● 設問 1:
ビキニ被曝訴訟の記事から、数字を含む表現をすべて書き出しなさい。同じ表現が複数回出てくる場合は一つにまとめること。
● 設問 2:
次の(a)〜(c)がビキニ被曝訴訟の記事の内容と合っているかを、「はい」か「いいえ」で答えなさい。それぞれ、判断の根拠となる記事中の語句をそのまま引用すること。
(a) 立浪昇さんは自ら高知地裁に出向き、提訴の手続きをした。
(b) 元船員らは国を相手に訴訟を起こした。
(c) 立浪さんの自宅から高知地裁までは約200キロある。
● 設問 3:
ビキニ被曝訴訟の記事を、最後の文の後から書き続けなさい。

立浪昇さん=高知県大月町
62年前、あの海でわたしたちも被曝(ひばく)した――。米国が核実験を繰り返したマーシャル諸島の周辺海域にいたとする高知の元船員らが9日、国を相手に訴訟を起こした。日米間の政治決着を背景に公的な調査が打ち切られ、放射線被害への不安と向き合ってきた日々。元船員らの訴えに司法はどう応えるのか。
ビキニ被曝、国を提訴 元船員ら「健康問題を放置」
特集:核といのちを考える
「本来なら米国に補償を求めるべきだった。だが、日本にはそれをできる政治家や官僚がいなかった。こうしたことがあったんだと考えてもらう機会に訴訟がなれば……」。立浪昇さん(87)=高知県大月町=はこう語る。自宅から高知地裁までは約110キロ。9日は代理人の弁護士に提訴の手続きを託した。

● 記録一覧:
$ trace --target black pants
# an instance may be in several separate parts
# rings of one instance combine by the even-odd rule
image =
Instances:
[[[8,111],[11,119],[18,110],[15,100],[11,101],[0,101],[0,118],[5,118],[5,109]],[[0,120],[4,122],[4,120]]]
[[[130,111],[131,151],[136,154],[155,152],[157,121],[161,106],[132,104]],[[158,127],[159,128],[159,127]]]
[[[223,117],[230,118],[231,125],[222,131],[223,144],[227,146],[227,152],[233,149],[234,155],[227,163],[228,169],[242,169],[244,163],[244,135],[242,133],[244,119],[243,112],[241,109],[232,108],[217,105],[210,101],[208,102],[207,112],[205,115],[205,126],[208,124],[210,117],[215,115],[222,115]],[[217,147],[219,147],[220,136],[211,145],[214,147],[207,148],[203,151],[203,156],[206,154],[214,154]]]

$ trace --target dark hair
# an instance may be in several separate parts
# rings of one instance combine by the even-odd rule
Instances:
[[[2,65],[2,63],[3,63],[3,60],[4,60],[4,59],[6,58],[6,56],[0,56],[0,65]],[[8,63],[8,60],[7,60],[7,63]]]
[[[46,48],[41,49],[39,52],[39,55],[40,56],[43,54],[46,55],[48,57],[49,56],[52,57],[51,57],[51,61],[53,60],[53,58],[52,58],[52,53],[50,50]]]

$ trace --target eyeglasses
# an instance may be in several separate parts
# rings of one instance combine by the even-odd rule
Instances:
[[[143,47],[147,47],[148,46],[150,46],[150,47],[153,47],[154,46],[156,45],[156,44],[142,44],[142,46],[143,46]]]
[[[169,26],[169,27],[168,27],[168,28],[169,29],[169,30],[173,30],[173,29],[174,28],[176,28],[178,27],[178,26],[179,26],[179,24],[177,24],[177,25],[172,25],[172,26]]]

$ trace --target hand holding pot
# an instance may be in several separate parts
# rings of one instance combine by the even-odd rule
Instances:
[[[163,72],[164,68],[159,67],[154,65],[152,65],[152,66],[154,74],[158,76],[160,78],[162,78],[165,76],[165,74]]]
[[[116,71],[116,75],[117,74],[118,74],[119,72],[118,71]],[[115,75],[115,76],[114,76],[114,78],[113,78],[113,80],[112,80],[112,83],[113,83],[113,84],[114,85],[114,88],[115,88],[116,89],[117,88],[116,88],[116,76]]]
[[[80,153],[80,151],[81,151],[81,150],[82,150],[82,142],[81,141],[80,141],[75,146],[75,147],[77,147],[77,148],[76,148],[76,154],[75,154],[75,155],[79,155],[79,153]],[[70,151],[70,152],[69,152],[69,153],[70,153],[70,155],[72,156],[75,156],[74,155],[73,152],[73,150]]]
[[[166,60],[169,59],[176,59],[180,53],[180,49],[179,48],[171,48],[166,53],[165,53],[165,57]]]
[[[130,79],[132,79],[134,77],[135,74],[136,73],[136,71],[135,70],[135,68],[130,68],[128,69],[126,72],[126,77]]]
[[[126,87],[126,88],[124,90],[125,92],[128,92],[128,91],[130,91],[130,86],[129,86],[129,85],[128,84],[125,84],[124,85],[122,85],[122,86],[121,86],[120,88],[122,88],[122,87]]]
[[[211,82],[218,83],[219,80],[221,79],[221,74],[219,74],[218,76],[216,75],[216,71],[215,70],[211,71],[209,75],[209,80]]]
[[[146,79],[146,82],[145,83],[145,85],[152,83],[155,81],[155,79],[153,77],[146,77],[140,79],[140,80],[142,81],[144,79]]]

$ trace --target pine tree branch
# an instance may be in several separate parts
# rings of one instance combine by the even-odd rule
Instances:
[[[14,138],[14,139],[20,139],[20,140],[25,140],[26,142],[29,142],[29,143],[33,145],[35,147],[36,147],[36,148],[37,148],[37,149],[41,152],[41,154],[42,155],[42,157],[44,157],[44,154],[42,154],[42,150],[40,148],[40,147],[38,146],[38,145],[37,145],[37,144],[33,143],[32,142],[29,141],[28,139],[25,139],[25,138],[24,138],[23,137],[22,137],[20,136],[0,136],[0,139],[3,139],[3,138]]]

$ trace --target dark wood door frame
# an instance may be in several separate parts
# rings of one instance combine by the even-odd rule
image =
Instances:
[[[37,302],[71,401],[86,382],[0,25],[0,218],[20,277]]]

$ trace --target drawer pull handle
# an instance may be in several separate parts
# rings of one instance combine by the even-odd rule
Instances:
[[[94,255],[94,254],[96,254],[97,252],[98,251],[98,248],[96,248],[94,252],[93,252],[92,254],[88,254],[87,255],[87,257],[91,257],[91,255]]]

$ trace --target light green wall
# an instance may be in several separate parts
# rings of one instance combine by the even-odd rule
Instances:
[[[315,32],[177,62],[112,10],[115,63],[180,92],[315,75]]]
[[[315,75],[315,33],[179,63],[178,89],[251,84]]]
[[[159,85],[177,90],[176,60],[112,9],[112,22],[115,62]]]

● 解答 1:
62年前、9日、87、約110キロ

● 解答 2:
(a) いいえ。「9日は代理人の弁護士に提訴の手続きを託した。」
(b) はい。「国を相手に訴訟を起こした」
(c) いいえ。「自宅から高知地裁までは約110キロ。」

● 解答 3:
立浪さんが通信士として乗り組んでいた「第五幸進丸」は1954年7月、約2カ月間のマグロ漁を終えて神奈川・三崎港に戻ってきた。白衣姿の「検査官」からマグロの処分を命じられ、自身にあてられた放射線測定器の針は大きく振れた。おそらく被曝していたことを示していたのだろうが、国が詳しく検査することはなかった。
体のだるさが抜けず、43歳でマグロ漁師を辞めた。歯はすべて抜け、60代で脳梗塞(のうこうそく)になった。被曝の影響で病気になったのかは分からないが、立浪さんは訴訟でこう問いたいと思っているという。「なぜ、日本政府はわしらに何もしなかったのか」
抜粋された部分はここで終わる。